Start of Given text

Suggesting meditation to help dealing with COVID-19 is regarded as “use of a xie jiao” and punished with heavy prison terms.
by Yang Feng

Many religious movements try to offer help in the global pandemic crisis. Not surprisingly, in addition to providing free masks or disinfectants, they also offer spiritual advice on how to deal with the loneliness and anguish many experience. Some religious groups are health-oriented, and believe that traditional medicine or meditation may help boost the immune system, and also improve the morale and reduce the fear of death, which in turn has both psychological and physical negative consequences. These practices are not intended to replace medical care, but religious practitioners believe they may help.
During the COVID-19 epidemic, Falun Gong proposes a from of meditation accompanied by the recitation of the “nine true words,” i.e., the words corresponding to the nine Chinese characters: “Fa-Lun Da-Fa Hao” and “Zhen-Shan-Ren Hao” (法輪大法好, 真善忍好). Their meaning respectively is “Falun Dafa is great” and “Truthfulness, Compassion, and Forbearance are good,” but as it happens in other religious practices, repeating the same words within a meditative context is regarded as more important than their meaning. Falun Gong practitioners report they derive great benefits from this practice, and the meditation even helped some who had tested positive to COVID-19. Others may remain skeptical. However, promoting the recitation of the “nine true words” and meditation would not be regarded as a crime in any democratic country. On the contrary, everything that can improve the population’s morale during the COVID-19 crisis should be assessed positively.
This is not the case in China. Bitter Winter has learned that the State Security structure that succeeded the anti-xie-jiao Office 610 is extremely concerned with the widespread success of the “nine true words” meditation throughout the country, and has set up a special task force to deal with it. It is also a good example of the extensive use of Article 300 of the Chinese Criminal Code, punishing those who “use a xie jiao,” i.e., a banned religious group, “to undermine the enforcement of law.” Practicing and teaching the “nine true words” meditation has been declared a case of “use of a xie jiao to undermine the enforcement of law.” Courts are issuing the first decisions based on this principle.

End of Given text
Start of Recorded data

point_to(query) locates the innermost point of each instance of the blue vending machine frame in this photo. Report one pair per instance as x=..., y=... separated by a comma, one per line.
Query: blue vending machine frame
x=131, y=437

End of Recorded data

§ **Required actions**
a - Rewrite the meditation and COVID-19 article from "Many religious movements" through "they may help.", substituting "health" for "pandemic".
b - Extend the article on the "nine true words" meditation in China past its final sentence.

§ **Numbered answers**
a -
Many religious movements try to offer help in the global health crisis. Not surprisingly, in addition to providing free masks or disinfectants, they also offer spiritual advice on how to deal with the loneliness and anguish many experience. Some religious groups are health-oriented, and believe that traditional medicine or meditation may help boost the immune system, and also improve the morale and reduce the fear of death, which in turn has both psychological and physical negative consequences. These practices are not intended to replace medical care, but religious practitioners believe they may help.

b -
On February 23, 2021, the People’s Court of Duji District, in the prefecture-level city of Huaibei, in northern Anhui Province, sentenced Falun Gong practitioners Bo Fanglu and Mao Yutian, who had been accusing of promoting the “nine true words” meditation to those concerned with COVID-19. Bo was sentenced to four years in prison and a fine of RMB 10,000 and Mao, who was “persuaded” to cooperate with the police after arrest and testified against Bo, escaped with a suspended sentence of one year in prison and a fine of RMB 2,000.
Actually, the investigation had started with Mao, in whose home the Huaibei Public Security Bureau found 266 leaflets about the “nine true words” meditation. Mao cracked under the police interrogatory, and denounced Bo as the person who had provided the leaflets.
Bo was not unknown to the police, having been already identified as a Falun Gong practitioner and sentenced in 2009 to a jail term of two years. The police raided Bo’s two apartments, and found another 209 copies of the “nine true words” brochure. As a recidivist, Bo got a heavier penalty. The Huaibei decision confirms once again that Article 300 is not used to punish “crimes,” as the CCP often claims, but the most basic activities through which men and women live their own spiritual paths, and try to help others. Even promoting meditation is regarded as “using a xie jiao to undermine the enforcement of the law.”